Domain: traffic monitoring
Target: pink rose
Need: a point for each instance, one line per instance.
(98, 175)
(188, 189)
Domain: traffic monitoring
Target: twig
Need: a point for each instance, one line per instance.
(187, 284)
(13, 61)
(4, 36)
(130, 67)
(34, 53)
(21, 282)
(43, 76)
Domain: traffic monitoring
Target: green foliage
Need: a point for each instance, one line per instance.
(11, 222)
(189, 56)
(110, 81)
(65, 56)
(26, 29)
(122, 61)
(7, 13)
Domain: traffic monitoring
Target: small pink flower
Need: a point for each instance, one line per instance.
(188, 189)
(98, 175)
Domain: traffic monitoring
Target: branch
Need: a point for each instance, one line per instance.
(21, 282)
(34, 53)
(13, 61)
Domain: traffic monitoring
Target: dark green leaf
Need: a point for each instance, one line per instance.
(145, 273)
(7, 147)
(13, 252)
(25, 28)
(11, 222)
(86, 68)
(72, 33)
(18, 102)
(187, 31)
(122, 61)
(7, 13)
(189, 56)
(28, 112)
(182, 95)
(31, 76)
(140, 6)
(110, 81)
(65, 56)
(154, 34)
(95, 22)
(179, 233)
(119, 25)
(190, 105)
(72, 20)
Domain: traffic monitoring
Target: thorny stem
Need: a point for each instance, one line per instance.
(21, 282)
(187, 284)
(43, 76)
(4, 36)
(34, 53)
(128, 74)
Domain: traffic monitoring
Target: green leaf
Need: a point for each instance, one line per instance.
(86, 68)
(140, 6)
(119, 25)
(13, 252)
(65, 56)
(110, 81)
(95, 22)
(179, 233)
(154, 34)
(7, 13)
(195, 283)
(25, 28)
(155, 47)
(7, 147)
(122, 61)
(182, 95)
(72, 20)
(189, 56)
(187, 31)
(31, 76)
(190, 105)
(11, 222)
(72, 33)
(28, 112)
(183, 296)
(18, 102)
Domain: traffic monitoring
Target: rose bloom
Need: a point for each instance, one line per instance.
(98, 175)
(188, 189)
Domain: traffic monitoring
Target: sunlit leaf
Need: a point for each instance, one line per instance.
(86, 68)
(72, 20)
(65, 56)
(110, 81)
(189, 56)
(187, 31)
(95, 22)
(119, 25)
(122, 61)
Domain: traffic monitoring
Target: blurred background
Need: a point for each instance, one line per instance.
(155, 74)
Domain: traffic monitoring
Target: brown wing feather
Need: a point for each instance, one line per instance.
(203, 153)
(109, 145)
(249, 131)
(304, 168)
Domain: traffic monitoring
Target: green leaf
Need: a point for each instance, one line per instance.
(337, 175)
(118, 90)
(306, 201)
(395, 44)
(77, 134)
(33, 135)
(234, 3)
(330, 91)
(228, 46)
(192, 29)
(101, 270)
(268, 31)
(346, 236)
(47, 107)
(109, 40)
- - - - - - -
CHALLENGE
Gather every line in the entries above that contains the word "pink" and copy each one out.

WRITTEN RESPONSE
Target: pink rose
Target: small pink flower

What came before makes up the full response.